-- start of Input for this task --

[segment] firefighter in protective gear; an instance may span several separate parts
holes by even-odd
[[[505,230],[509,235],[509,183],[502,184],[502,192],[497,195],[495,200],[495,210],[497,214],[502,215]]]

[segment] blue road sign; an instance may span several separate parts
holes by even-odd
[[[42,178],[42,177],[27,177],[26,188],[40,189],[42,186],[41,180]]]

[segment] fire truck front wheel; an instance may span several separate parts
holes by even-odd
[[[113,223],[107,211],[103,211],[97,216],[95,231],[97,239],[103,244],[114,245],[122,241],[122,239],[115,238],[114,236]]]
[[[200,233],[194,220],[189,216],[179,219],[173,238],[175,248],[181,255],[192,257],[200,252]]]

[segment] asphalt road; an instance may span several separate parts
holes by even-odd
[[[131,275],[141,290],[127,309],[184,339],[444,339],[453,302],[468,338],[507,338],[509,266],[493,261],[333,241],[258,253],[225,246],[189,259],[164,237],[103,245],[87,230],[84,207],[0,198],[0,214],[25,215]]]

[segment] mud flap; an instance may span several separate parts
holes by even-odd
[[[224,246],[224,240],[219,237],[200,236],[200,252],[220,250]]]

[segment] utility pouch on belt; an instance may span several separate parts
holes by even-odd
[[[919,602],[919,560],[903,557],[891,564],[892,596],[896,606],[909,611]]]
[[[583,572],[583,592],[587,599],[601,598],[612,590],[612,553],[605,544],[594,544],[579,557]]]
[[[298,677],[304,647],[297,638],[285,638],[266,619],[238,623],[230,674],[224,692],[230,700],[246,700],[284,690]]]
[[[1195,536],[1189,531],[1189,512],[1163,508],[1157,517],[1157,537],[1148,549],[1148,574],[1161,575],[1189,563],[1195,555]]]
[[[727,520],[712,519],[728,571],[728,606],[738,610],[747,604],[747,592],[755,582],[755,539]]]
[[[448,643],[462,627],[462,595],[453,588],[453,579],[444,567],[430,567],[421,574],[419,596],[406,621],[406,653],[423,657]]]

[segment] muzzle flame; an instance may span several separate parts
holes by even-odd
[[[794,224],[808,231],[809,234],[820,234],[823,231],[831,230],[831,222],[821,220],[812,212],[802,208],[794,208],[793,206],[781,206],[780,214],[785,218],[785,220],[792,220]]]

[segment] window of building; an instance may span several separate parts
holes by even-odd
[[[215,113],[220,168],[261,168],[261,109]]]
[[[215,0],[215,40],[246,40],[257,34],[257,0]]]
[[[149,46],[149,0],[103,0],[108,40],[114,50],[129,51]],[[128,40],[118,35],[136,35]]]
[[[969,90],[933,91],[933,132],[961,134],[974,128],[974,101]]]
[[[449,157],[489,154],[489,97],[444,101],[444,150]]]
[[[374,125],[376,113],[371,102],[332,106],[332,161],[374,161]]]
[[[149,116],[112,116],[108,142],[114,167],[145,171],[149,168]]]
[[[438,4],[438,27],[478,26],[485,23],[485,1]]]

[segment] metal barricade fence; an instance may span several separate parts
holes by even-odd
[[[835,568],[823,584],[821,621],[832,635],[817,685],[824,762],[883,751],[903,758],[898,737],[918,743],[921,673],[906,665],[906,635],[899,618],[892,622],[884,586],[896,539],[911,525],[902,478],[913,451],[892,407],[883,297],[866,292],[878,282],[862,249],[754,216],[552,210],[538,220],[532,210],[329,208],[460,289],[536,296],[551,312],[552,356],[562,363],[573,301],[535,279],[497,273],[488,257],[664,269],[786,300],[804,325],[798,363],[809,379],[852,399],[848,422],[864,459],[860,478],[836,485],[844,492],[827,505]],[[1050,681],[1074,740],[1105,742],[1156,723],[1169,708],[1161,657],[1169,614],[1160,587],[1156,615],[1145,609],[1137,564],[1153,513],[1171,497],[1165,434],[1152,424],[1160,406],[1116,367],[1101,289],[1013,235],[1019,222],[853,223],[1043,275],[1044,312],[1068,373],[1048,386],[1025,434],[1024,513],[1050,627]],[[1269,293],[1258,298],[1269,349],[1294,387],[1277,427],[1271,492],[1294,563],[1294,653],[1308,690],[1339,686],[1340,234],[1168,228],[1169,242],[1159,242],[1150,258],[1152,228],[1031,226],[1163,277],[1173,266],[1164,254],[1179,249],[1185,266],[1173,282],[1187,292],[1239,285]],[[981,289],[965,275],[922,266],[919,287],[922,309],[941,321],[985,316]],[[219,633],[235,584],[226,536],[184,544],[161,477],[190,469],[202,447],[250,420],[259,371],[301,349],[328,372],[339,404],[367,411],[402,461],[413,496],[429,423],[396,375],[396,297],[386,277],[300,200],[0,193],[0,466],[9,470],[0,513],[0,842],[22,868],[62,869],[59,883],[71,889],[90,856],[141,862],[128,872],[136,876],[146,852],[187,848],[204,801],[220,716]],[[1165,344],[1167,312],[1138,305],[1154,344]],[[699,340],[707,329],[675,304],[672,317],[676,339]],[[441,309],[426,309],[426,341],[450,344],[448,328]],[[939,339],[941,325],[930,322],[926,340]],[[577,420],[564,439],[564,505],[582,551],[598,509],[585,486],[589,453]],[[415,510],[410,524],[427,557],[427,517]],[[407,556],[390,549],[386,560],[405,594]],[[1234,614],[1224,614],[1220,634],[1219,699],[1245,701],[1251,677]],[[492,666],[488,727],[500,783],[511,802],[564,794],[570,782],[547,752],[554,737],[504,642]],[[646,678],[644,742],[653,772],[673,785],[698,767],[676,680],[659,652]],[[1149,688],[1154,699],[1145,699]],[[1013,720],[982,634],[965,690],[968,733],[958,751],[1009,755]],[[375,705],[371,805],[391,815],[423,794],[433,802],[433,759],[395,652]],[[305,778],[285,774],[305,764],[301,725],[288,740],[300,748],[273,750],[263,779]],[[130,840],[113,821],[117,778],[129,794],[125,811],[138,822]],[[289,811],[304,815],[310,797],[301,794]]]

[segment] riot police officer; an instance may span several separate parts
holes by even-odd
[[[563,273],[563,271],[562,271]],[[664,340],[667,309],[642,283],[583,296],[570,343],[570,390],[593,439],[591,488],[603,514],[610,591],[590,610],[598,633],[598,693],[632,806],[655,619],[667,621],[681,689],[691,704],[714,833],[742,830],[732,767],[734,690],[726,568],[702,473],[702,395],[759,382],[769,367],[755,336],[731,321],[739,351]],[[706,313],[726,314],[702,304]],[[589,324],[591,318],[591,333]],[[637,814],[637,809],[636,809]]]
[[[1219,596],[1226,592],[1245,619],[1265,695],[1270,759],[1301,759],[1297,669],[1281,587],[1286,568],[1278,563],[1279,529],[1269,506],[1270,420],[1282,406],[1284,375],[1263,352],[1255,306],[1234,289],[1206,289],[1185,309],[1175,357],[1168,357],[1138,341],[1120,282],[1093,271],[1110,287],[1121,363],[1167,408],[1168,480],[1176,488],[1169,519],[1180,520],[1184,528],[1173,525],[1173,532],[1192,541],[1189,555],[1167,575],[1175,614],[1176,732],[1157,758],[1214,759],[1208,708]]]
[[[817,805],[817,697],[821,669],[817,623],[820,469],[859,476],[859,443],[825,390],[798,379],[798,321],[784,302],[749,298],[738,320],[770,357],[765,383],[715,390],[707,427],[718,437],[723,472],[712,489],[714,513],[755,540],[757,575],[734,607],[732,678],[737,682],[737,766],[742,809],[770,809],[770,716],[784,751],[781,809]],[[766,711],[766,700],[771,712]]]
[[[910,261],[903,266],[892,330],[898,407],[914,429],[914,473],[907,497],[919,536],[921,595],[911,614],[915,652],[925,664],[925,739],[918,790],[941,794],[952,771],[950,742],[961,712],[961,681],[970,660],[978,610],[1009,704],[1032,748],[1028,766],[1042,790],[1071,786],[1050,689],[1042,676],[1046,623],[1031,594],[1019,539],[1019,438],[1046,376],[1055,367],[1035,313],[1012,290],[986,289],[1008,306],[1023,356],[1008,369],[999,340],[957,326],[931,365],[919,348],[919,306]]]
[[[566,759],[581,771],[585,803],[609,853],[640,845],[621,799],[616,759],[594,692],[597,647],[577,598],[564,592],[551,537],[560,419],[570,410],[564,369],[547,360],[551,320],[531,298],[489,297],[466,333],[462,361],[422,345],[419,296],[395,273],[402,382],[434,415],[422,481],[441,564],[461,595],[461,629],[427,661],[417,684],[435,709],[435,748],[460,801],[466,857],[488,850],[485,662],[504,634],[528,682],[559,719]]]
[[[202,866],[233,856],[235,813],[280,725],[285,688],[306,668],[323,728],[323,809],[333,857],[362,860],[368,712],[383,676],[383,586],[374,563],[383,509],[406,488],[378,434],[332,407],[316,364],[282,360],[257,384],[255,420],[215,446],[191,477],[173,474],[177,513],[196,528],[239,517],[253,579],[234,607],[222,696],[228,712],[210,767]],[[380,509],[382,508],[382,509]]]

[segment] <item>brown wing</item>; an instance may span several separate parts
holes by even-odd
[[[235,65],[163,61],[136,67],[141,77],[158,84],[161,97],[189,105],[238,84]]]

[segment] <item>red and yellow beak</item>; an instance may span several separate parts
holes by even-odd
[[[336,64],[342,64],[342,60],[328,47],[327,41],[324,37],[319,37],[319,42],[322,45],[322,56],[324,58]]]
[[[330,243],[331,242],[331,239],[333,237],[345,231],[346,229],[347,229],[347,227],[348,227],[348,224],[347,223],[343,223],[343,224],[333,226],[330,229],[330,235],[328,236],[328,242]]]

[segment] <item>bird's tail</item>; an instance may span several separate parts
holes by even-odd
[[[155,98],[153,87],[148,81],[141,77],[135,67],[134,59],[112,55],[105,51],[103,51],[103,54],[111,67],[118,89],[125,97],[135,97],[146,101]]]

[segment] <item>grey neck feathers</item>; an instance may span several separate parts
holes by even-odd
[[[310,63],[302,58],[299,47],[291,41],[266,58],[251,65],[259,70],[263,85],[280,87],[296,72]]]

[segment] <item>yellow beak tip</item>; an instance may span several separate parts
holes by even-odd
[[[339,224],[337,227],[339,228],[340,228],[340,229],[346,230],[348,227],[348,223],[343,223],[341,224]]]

-- end of Input for this task --

Can you echo, character for character, the stretch of the records from the line containing "[segment] <item>yellow beak" through the end of the records, both ends included?

- _Written response_:
[segment] <item>yellow beak tip</item>; an instance may span several separate parts
holes by even-odd
[[[339,224],[337,227],[339,228],[340,228],[340,229],[346,230],[348,227],[348,223],[343,223],[341,224]]]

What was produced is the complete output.